WHAT YOU HAVE TO DO:
Using the line that has "Need: a point on every instance of the beard, laid" as the starting point, print each line to the end of the material below word for word. Add no other lines.

··· GIVEN ENTRIES ···

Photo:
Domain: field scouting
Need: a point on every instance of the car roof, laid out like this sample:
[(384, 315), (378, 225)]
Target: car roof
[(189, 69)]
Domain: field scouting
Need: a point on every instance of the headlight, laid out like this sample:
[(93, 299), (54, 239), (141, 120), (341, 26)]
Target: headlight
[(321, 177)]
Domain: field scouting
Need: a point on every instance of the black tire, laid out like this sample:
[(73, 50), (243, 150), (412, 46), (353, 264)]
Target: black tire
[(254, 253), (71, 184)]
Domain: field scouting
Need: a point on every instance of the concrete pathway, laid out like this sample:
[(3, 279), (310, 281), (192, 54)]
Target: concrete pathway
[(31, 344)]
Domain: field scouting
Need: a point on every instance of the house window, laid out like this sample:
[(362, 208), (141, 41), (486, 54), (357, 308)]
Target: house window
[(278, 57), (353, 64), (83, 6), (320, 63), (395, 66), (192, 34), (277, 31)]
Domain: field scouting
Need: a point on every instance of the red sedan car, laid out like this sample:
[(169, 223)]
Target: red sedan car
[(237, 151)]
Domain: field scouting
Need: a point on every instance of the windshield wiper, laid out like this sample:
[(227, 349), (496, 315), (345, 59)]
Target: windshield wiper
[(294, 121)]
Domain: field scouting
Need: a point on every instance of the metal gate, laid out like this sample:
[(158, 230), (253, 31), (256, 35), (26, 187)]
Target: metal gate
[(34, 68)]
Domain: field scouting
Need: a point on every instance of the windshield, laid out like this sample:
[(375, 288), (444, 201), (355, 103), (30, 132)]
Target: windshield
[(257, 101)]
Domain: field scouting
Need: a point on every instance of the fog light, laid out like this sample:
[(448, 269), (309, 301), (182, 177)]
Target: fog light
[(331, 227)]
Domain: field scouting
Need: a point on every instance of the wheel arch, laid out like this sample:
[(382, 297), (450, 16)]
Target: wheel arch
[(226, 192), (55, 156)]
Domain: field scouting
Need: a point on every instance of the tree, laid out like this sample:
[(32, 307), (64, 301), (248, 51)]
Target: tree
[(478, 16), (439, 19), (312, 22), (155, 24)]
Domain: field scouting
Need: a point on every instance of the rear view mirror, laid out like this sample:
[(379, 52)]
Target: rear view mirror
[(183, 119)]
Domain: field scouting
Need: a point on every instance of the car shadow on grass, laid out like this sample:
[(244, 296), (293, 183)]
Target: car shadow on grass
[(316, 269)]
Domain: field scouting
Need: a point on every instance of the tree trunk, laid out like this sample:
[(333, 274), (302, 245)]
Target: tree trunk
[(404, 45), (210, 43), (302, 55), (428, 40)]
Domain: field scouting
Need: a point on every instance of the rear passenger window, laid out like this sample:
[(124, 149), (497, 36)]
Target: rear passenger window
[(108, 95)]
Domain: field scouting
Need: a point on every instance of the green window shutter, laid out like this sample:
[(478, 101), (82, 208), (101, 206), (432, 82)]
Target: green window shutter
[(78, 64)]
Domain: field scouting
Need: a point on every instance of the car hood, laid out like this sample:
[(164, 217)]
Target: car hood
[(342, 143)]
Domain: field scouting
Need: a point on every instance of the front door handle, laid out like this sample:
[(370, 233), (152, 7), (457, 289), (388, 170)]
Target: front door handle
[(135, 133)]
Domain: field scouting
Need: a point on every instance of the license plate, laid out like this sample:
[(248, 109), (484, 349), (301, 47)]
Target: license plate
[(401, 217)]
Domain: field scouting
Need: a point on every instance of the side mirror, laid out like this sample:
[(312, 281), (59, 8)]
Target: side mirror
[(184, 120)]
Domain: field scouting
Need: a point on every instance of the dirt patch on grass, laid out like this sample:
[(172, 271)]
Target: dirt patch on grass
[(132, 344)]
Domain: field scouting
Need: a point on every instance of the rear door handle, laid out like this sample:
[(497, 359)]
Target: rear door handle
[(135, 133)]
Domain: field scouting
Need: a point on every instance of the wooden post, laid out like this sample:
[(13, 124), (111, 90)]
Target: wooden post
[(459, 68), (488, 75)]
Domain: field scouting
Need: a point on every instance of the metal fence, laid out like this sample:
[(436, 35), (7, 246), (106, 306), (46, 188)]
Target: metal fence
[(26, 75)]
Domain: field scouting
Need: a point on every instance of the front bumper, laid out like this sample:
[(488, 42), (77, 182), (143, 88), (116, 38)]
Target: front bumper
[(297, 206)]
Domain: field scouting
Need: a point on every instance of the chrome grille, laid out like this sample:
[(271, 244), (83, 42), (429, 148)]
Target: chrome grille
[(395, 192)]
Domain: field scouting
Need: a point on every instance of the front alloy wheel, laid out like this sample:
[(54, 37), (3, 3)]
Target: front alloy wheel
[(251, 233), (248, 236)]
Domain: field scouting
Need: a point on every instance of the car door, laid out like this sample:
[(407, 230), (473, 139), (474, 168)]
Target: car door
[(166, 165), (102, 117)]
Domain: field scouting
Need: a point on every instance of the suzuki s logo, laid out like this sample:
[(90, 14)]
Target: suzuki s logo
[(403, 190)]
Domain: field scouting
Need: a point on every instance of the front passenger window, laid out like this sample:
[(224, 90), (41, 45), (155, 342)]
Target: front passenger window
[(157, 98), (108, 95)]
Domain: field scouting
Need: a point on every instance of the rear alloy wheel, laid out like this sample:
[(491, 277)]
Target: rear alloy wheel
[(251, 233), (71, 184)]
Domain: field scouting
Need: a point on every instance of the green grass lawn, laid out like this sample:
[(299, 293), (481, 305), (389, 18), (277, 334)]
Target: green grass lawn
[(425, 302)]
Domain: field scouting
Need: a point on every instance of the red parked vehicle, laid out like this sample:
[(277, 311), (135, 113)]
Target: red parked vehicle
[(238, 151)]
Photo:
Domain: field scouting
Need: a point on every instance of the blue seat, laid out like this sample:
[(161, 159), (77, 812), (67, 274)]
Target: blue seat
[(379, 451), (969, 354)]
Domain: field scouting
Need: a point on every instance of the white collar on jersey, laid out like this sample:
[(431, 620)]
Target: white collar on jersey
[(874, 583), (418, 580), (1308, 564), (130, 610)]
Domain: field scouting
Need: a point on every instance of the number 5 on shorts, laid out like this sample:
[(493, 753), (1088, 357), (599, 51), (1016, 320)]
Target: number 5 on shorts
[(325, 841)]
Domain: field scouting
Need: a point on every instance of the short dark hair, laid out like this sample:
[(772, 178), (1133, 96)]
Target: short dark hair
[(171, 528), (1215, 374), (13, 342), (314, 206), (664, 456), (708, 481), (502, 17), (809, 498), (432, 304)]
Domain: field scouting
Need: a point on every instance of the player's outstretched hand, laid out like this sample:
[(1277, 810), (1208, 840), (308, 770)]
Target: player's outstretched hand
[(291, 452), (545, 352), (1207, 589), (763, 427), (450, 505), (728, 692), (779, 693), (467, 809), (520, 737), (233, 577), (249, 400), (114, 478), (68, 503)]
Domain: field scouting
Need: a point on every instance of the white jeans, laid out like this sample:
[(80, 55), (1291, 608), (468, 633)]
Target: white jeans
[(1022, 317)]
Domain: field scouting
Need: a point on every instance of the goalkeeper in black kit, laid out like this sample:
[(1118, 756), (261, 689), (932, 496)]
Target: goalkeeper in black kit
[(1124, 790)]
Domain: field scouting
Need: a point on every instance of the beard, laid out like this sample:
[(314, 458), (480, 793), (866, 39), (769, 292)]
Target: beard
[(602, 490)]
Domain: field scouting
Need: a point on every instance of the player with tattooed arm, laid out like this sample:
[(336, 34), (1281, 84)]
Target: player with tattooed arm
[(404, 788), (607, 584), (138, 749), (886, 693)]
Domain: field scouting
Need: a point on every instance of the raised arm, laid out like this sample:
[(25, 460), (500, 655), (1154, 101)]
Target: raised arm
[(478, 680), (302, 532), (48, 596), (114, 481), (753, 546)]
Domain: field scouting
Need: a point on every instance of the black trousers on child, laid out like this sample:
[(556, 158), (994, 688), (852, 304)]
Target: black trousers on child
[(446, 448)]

···

RESPONSE:
Need: a point on every instance of the beard, laid out like this sample:
[(314, 458), (480, 793), (866, 39), (769, 292)]
Target: beard
[(602, 490)]
Domain: field scouting
Need: a point on every instance of the player with tattooed arm, laid out like this sample:
[(336, 34), (1281, 84)]
Target: player with tattooed arm
[(404, 788), (607, 584), (138, 749), (886, 693)]
Domain: field scouting
Need: a point on every instance of the raised arm, laid out like this sample:
[(25, 460), (500, 655), (1154, 101)]
Target: raised arm
[(478, 680), (302, 532), (48, 596), (114, 481), (753, 546)]
Domain: field scouting
Need: a point on every instance of the black trousers on child, laid out like this sample:
[(556, 158), (994, 688), (852, 304)]
Target: black trousers on child
[(446, 448)]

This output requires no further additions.